┌─ RECORDS SHOWN
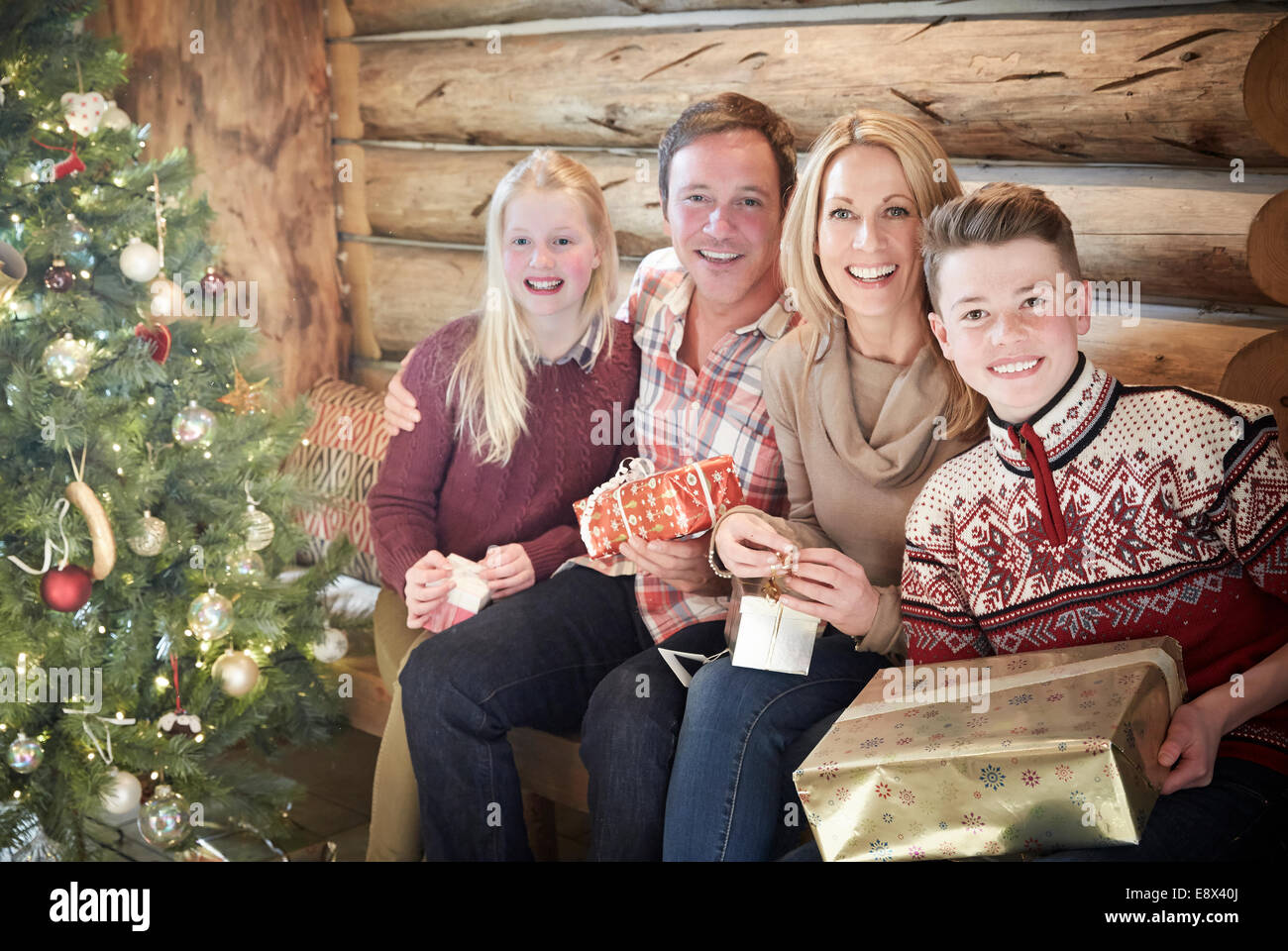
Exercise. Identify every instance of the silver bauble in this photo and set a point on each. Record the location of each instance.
(67, 360)
(193, 425)
(210, 615)
(331, 646)
(123, 793)
(163, 818)
(259, 530)
(25, 754)
(245, 565)
(140, 261)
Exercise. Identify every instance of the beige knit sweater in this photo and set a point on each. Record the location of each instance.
(858, 442)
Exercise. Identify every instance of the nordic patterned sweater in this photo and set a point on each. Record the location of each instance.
(1115, 513)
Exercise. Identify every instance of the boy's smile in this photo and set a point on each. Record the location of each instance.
(1003, 326)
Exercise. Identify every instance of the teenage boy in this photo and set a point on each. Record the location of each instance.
(1103, 512)
(579, 651)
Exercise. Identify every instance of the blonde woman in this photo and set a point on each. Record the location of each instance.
(866, 409)
(503, 444)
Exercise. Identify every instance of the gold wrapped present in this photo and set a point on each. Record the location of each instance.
(1012, 754)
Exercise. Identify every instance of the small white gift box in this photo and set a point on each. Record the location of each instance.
(469, 594)
(765, 634)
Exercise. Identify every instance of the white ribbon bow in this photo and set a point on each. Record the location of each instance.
(108, 720)
(630, 471)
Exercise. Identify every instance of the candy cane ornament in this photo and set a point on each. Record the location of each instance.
(99, 528)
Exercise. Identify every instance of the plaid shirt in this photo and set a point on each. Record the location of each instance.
(581, 351)
(682, 416)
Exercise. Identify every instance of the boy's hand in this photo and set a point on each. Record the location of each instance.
(840, 585)
(399, 403)
(1190, 745)
(682, 564)
(425, 586)
(507, 570)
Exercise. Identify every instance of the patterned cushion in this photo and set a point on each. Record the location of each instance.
(342, 459)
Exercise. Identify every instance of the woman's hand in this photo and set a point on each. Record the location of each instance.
(425, 587)
(400, 411)
(1190, 745)
(682, 564)
(747, 545)
(507, 570)
(840, 585)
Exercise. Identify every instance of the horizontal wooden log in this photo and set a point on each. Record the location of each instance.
(370, 17)
(415, 290)
(1265, 88)
(1157, 89)
(1181, 234)
(1267, 248)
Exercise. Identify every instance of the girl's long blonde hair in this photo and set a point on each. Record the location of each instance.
(489, 381)
(932, 182)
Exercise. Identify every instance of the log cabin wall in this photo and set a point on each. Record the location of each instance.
(250, 103)
(1160, 131)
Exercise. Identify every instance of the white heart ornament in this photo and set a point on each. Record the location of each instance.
(82, 111)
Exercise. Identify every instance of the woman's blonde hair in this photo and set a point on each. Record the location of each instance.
(932, 182)
(489, 381)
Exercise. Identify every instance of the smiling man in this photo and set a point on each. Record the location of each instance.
(580, 650)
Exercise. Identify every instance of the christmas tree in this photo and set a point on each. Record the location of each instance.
(143, 513)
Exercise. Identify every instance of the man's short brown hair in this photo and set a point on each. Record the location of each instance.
(997, 213)
(725, 112)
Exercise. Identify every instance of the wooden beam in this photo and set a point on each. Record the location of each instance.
(1157, 89)
(369, 17)
(262, 146)
(1267, 248)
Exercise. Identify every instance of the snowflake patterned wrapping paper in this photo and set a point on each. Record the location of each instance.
(1022, 754)
(642, 504)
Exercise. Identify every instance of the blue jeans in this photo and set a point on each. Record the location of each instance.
(537, 660)
(627, 742)
(730, 795)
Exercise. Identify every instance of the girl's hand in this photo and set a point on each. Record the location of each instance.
(1190, 745)
(399, 403)
(425, 586)
(747, 545)
(507, 570)
(840, 585)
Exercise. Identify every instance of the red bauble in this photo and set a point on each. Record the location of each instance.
(65, 589)
(159, 335)
(59, 277)
(213, 283)
(68, 166)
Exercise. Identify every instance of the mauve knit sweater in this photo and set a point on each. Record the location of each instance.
(434, 493)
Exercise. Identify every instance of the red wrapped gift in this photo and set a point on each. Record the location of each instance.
(639, 502)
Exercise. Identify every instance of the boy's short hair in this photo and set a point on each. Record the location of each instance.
(995, 214)
(725, 112)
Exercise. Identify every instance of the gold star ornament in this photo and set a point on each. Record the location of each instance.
(245, 397)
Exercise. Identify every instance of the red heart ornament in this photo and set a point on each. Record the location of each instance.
(159, 335)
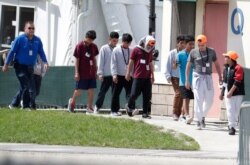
└─
» GOAL:
Locate every line in the entries above that contains the word "hand", and copy each of those lines out in full.

» CORRECT ANSWER:
Exercise. Identify every instance of the boy's hand in this photo and set a point on each. Record the location of each instance.
Exercise. Identify every instance of the woman's hand in this photo and set a point on each. Record the location of each instance.
Exercise. Identify every instance of the girl's hand in this photo and set a point on each. Record the location of each instance.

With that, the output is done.